(Saved entries)
Begin
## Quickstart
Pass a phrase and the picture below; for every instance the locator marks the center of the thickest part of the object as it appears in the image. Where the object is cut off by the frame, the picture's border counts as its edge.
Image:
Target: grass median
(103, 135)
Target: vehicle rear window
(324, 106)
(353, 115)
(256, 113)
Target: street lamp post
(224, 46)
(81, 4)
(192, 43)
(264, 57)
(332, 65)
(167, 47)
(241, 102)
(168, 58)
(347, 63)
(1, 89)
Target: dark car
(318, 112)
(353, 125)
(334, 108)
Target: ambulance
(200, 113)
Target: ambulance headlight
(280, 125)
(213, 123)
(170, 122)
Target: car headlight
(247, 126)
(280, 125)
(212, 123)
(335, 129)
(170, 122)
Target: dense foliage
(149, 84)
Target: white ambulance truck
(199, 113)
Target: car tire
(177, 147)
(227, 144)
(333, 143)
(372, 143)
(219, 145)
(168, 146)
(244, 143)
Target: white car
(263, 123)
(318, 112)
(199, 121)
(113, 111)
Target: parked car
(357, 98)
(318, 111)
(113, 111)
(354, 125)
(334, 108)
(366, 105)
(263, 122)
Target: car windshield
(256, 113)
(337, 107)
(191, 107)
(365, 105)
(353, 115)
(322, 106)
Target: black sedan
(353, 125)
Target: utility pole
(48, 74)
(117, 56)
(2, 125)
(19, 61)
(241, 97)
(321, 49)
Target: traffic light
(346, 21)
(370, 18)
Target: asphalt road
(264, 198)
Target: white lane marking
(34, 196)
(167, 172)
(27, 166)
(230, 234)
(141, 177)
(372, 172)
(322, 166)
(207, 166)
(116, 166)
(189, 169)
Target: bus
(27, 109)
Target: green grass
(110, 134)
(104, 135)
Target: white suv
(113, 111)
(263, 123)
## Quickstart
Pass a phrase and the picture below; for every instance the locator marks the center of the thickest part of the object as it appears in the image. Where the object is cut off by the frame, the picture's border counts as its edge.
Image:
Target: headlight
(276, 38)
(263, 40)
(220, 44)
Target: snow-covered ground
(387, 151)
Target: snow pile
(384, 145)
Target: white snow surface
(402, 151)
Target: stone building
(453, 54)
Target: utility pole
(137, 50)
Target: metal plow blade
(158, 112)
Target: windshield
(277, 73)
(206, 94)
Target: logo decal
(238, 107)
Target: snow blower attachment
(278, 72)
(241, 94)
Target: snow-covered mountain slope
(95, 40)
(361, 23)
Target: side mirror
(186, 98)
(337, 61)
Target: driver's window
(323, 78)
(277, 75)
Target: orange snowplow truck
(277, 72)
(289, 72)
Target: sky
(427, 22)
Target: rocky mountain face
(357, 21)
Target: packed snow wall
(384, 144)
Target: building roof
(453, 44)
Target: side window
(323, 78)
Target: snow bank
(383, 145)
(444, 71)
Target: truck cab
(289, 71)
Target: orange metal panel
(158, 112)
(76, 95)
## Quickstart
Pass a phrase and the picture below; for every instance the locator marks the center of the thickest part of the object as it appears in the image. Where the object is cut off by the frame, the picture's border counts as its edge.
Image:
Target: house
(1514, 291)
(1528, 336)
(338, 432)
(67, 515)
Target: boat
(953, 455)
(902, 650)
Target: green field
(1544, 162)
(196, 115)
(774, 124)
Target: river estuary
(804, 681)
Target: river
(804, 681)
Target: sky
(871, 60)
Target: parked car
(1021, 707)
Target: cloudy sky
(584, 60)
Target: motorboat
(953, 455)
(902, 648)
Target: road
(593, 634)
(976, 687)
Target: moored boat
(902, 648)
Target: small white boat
End
Begin
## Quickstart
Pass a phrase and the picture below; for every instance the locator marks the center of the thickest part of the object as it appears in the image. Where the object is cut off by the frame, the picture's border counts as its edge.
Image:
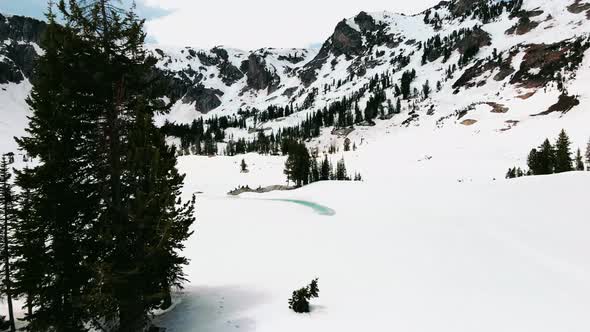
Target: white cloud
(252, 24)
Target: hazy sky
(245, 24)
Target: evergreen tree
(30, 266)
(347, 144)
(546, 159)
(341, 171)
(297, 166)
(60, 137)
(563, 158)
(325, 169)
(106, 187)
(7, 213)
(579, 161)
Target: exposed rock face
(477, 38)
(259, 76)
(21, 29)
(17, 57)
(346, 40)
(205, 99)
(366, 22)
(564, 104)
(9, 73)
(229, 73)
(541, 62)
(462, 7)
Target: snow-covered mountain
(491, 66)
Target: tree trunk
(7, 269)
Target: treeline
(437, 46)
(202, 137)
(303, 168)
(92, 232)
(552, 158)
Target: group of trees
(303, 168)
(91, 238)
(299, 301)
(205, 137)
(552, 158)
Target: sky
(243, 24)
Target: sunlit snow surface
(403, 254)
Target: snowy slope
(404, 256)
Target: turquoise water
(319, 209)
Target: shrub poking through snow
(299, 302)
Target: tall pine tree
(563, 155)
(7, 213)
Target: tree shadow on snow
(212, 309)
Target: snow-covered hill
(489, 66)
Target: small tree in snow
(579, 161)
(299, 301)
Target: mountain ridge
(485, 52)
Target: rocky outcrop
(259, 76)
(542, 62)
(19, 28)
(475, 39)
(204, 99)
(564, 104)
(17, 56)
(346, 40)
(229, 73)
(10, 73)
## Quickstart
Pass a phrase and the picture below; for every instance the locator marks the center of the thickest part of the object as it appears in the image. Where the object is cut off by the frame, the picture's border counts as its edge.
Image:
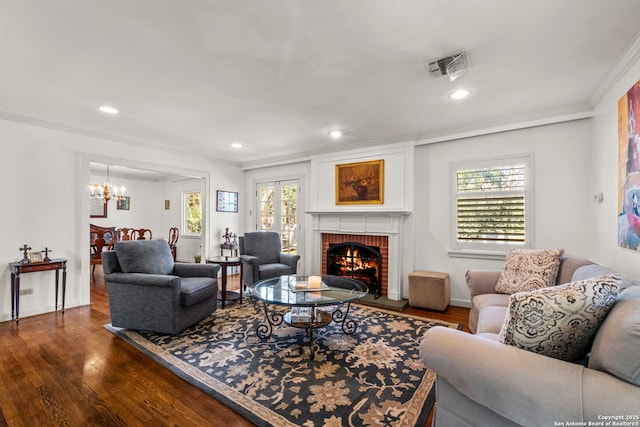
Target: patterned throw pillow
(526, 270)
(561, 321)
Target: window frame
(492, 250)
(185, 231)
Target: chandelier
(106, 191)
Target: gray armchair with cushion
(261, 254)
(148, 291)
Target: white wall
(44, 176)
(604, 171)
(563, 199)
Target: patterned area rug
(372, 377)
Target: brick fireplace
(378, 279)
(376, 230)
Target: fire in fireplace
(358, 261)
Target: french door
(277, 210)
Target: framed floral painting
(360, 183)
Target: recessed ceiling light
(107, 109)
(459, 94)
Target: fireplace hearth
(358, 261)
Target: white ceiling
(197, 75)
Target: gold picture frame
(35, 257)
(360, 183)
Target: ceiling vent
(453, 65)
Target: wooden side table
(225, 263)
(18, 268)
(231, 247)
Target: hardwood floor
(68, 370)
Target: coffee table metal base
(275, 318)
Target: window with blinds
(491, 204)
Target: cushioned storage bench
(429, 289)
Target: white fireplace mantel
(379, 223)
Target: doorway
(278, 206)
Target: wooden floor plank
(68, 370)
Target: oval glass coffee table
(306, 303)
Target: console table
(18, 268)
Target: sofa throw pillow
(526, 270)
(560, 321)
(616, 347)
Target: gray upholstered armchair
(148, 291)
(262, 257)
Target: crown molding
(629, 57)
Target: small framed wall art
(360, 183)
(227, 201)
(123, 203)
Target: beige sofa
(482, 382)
End
Begin
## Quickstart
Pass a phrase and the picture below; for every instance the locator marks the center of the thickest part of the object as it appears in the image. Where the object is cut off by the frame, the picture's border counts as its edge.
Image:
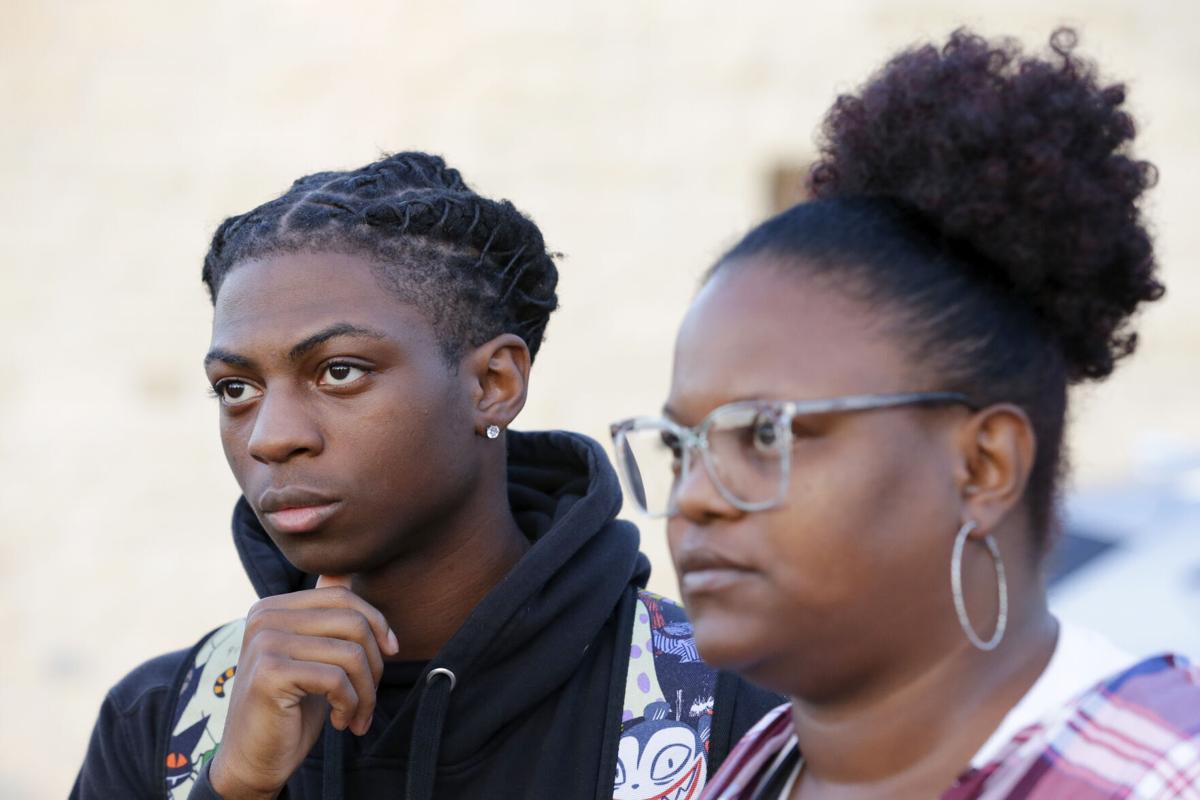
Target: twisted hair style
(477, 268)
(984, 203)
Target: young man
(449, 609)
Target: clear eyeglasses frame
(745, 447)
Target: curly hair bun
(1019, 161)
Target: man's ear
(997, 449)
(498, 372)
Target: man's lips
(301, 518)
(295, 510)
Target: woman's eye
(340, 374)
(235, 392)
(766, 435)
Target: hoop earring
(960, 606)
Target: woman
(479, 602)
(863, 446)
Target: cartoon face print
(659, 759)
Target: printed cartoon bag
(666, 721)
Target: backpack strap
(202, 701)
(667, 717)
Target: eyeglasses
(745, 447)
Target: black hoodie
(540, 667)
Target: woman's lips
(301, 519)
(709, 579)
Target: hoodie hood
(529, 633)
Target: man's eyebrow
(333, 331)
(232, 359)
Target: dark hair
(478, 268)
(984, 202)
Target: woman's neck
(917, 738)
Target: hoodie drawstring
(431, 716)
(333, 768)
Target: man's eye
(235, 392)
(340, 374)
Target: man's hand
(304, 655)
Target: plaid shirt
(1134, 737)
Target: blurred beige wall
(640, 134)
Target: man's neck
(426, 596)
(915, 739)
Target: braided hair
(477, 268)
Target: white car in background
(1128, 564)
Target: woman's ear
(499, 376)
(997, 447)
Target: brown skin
End
WHAT YOU HAVE TO DO:
Reproduce the rows verbatim, from the line containing "Target: cartoon face print" through the line containing "Target: brown skin", with both of those lines included.

COMPLETE OUTPUT:
Target: cartoon face print
(659, 759)
Target: printed cartoon bag
(666, 721)
Target: backpack strap
(202, 701)
(667, 717)
Target: eyeglasses
(745, 447)
Target: black hoodie
(540, 667)
Target: woman's lips
(301, 519)
(709, 579)
Target: hoodie hood
(529, 633)
Target: man's eyebrow
(333, 331)
(232, 359)
Target: dark hair
(478, 268)
(984, 202)
Target: woman's neck
(917, 738)
Target: hoodie drawstring
(431, 716)
(333, 768)
Target: man's eye
(235, 392)
(340, 374)
Target: man's hand
(304, 655)
Target: plaid shirt
(1134, 737)
Target: blurred beige wall
(640, 134)
Target: man's neck
(426, 596)
(915, 739)
Target: braided hair
(477, 268)
Target: white car in background
(1128, 564)
Target: woman's ear
(499, 376)
(997, 447)
Target: brown skin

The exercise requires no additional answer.